▶ _Work task_:
If a line in the records below holds the word "road", copy it.

════════════════

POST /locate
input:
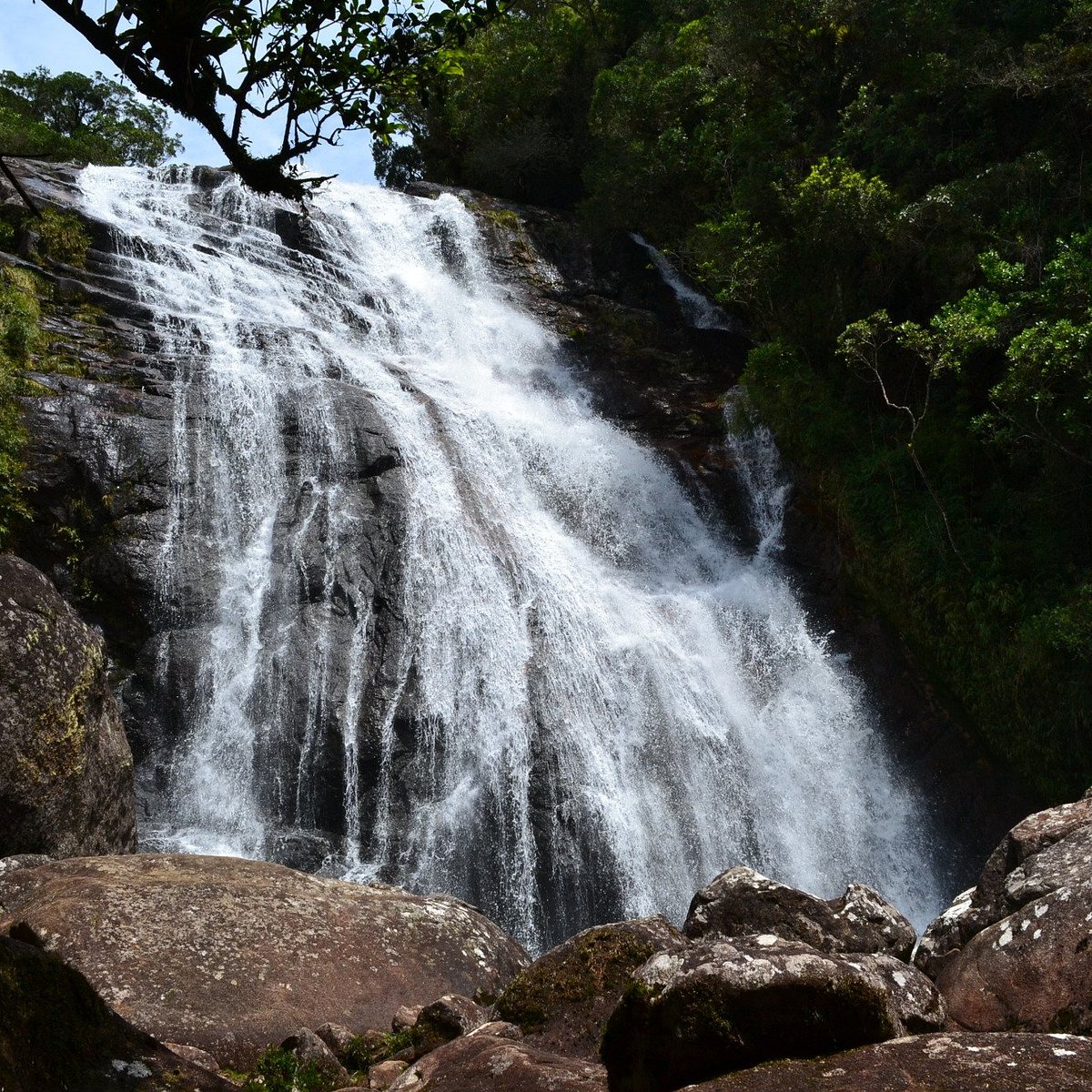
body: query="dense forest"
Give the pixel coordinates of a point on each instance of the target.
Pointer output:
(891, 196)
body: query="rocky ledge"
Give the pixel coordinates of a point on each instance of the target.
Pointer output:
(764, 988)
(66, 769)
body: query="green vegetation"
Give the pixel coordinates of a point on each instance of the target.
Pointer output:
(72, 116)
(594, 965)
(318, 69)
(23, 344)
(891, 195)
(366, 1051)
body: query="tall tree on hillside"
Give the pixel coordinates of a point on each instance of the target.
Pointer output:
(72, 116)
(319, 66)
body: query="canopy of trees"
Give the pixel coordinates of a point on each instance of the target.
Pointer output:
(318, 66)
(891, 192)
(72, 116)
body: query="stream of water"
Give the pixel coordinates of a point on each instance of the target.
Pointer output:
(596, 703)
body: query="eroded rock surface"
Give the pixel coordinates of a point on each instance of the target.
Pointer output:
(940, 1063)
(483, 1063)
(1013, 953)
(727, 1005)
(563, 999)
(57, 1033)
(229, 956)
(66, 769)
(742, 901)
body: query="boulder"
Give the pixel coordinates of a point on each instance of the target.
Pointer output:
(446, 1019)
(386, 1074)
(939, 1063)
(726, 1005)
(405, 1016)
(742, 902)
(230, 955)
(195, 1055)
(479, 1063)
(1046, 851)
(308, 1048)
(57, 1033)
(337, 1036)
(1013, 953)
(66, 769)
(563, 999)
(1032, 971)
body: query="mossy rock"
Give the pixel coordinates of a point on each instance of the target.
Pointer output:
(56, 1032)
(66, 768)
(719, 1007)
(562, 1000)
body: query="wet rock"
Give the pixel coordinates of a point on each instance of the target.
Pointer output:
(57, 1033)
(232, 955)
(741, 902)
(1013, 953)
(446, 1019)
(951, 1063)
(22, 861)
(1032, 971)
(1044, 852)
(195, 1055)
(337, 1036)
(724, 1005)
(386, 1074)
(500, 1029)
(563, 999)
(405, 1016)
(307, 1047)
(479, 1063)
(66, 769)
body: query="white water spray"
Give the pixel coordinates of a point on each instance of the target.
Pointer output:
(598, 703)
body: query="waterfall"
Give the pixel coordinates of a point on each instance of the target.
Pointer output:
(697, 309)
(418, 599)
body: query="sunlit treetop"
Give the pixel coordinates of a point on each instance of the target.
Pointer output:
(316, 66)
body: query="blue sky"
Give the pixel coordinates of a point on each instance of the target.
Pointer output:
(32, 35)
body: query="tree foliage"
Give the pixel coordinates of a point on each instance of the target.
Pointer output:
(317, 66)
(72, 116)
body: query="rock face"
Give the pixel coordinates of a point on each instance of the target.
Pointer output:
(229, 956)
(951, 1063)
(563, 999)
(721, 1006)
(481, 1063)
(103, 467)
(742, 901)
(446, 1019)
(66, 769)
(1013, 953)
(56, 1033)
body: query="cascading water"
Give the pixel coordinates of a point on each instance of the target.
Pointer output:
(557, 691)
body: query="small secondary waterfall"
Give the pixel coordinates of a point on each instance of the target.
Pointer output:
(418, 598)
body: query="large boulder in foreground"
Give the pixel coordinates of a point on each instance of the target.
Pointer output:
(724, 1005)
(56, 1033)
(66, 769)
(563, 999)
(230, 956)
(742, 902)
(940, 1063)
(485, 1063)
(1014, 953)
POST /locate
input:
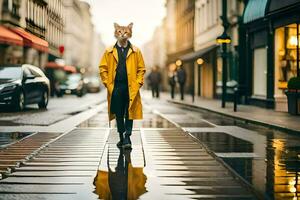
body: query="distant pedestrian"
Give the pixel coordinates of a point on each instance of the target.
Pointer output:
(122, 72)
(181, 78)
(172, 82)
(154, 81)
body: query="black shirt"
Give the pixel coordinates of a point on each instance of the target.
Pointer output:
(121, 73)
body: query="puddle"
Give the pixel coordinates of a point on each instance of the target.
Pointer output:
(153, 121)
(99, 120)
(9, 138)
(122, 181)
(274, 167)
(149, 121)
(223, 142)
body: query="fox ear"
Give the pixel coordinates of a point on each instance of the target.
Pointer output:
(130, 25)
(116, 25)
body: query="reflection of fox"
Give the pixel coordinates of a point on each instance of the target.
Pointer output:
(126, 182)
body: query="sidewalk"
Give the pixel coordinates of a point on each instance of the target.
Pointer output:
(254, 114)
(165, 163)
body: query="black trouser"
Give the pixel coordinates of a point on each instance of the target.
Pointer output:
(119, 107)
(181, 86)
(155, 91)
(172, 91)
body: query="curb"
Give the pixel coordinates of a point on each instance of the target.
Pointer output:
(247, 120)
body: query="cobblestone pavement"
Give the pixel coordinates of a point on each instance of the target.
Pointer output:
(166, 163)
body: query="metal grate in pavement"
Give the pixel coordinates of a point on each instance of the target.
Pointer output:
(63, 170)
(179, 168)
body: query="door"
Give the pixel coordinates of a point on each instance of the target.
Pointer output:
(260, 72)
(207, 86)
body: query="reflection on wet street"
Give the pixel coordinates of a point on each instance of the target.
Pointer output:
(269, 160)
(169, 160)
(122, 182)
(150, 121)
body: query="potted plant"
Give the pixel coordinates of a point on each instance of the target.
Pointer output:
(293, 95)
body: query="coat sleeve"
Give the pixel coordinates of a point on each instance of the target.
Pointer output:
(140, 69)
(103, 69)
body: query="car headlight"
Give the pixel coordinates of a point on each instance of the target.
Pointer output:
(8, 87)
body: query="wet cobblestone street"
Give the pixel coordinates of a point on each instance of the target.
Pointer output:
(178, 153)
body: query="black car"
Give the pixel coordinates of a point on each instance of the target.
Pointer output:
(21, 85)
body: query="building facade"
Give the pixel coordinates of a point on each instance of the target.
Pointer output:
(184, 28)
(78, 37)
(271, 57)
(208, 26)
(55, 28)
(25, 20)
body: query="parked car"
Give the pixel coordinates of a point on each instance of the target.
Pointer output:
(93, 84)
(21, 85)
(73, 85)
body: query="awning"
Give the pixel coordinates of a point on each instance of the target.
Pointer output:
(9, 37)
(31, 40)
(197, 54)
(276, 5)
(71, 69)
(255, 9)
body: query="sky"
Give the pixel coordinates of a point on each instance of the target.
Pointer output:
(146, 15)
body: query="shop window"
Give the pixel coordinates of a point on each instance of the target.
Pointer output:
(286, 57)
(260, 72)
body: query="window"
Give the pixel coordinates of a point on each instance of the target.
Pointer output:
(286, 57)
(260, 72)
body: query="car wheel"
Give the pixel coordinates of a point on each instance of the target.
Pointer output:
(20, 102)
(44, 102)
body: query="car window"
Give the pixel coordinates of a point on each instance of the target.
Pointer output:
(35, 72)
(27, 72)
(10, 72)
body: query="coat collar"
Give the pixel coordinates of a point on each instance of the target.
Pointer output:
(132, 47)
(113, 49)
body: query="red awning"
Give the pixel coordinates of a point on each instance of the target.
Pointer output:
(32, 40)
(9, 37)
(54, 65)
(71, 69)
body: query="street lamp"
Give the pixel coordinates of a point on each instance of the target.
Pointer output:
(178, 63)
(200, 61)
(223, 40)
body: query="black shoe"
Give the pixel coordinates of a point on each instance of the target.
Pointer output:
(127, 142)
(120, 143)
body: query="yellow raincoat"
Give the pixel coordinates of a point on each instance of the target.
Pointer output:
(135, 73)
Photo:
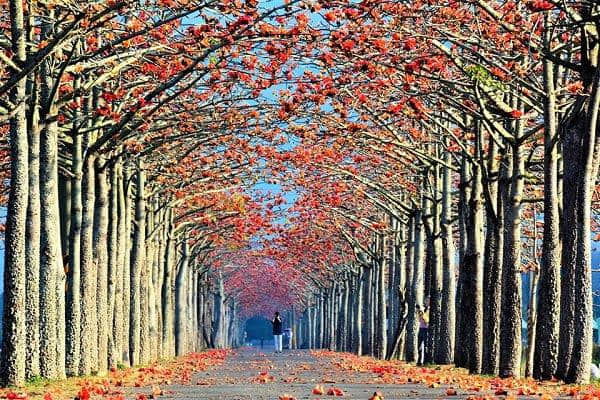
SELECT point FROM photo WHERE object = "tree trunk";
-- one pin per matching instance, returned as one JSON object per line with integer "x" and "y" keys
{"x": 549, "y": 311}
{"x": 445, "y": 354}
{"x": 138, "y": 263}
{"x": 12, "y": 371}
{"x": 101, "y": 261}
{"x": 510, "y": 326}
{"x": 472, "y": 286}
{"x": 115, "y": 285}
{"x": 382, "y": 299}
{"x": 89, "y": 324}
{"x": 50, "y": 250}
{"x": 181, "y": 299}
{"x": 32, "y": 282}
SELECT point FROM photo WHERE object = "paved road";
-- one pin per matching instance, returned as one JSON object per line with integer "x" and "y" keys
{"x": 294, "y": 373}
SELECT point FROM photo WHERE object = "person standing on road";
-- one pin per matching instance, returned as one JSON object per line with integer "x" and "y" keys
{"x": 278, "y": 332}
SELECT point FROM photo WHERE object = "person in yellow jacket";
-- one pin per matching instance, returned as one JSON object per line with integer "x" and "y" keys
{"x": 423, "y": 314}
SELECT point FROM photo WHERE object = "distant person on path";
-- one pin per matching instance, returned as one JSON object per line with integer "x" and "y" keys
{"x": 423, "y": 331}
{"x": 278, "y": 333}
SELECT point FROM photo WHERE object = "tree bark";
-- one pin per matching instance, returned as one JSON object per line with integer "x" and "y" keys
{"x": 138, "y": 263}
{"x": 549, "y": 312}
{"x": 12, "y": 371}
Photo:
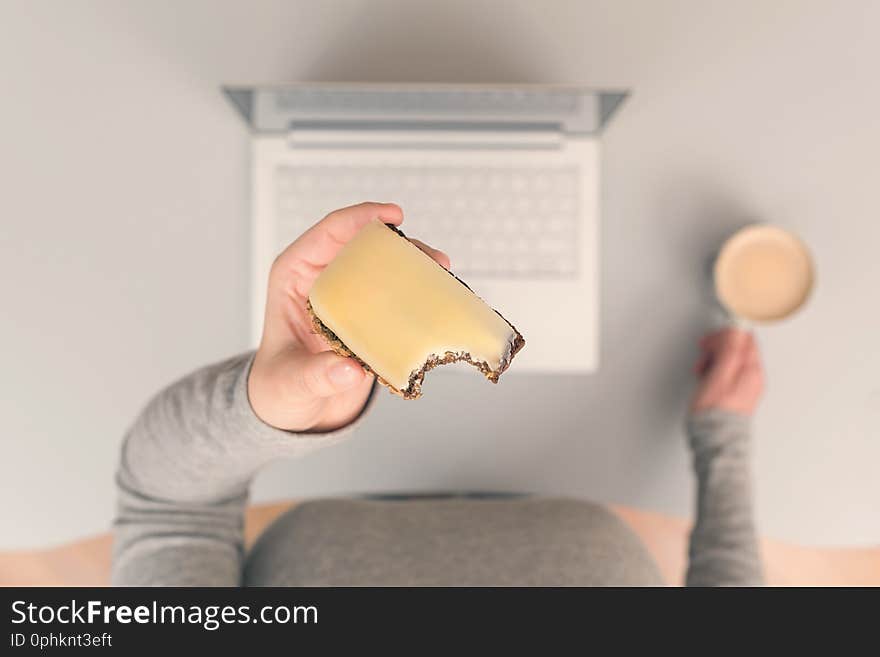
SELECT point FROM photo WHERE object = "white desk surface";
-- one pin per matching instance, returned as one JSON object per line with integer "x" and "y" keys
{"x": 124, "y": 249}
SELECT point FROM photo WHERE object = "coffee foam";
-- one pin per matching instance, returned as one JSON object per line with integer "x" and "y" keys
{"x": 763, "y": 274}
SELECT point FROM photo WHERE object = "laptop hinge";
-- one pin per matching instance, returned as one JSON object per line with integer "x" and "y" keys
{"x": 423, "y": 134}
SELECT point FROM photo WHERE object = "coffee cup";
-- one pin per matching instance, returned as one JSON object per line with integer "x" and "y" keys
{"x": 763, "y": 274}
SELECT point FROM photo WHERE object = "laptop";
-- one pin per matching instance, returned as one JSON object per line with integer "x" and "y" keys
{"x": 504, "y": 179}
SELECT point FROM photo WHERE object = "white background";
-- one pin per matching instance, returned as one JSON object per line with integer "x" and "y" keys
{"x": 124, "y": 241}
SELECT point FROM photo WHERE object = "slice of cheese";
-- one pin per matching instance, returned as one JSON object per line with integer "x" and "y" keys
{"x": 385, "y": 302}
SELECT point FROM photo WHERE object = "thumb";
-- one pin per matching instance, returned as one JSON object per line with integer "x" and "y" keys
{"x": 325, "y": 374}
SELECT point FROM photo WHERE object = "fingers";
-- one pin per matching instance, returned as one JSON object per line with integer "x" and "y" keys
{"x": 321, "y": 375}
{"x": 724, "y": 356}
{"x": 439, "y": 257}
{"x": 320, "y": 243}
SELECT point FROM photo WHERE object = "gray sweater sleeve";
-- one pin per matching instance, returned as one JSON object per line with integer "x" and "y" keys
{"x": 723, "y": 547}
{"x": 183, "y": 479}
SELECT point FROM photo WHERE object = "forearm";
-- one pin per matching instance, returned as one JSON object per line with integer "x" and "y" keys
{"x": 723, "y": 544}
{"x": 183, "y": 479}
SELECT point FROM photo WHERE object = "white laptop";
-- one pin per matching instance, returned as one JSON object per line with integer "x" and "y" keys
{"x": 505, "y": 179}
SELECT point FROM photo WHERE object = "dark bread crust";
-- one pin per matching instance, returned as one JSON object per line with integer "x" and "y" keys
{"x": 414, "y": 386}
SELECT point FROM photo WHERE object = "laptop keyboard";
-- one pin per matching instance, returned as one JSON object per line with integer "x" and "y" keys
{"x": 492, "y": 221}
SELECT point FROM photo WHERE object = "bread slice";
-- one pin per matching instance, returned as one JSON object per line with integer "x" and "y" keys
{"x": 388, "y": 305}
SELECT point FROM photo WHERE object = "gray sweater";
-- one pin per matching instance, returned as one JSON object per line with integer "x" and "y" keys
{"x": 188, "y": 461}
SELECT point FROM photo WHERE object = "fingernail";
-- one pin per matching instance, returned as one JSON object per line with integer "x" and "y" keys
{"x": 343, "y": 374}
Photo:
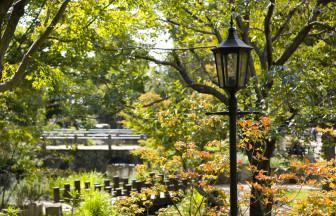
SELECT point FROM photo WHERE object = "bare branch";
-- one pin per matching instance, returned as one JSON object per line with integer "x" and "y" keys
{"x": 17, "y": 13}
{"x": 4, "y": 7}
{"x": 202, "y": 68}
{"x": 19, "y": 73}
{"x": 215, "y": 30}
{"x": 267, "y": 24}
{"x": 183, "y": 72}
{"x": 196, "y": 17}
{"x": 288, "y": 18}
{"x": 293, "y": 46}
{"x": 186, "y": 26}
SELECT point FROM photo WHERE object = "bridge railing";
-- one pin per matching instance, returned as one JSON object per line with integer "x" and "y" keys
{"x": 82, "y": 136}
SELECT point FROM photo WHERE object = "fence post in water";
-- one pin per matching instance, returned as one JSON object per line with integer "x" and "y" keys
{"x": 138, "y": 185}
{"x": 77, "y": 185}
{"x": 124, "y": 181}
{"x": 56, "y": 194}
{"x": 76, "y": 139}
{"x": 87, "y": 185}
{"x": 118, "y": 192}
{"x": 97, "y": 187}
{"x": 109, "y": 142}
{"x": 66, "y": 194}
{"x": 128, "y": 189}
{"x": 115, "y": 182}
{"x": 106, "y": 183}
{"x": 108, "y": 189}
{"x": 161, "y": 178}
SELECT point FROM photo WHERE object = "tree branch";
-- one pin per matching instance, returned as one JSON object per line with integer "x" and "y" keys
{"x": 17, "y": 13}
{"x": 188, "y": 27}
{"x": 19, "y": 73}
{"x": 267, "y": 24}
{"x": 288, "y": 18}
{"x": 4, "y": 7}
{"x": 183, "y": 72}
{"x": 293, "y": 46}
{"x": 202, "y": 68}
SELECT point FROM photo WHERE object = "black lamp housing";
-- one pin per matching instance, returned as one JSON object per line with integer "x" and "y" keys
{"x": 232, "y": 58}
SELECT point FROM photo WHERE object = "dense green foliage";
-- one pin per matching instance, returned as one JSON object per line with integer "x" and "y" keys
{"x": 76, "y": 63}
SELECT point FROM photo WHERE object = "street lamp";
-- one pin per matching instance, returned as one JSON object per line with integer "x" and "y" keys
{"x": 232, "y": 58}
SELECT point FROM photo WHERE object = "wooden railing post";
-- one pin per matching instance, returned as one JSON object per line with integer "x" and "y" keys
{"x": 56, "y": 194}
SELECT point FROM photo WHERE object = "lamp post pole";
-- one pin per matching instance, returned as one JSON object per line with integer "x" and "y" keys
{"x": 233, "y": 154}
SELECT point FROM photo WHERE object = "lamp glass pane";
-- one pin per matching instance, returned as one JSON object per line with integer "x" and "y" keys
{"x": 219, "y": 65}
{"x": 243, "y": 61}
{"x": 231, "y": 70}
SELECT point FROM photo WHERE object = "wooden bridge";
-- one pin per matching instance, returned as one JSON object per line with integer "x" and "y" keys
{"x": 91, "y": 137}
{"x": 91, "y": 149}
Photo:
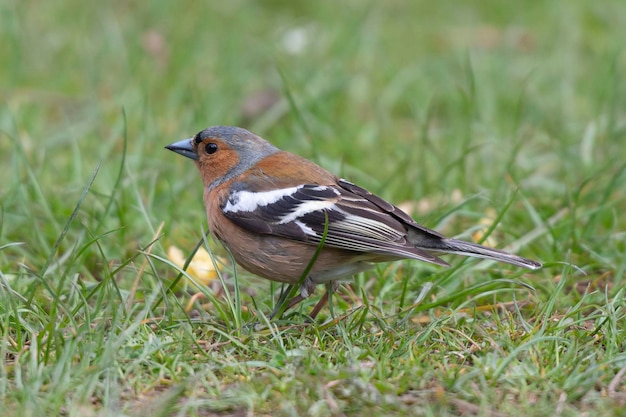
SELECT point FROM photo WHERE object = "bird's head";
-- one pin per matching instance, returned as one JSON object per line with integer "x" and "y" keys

════════════════

▶ _Result of this task_:
SELECT point FROM photo WHERE object = "paved road";
SELECT point FROM photo WHERE object = "person standing on road";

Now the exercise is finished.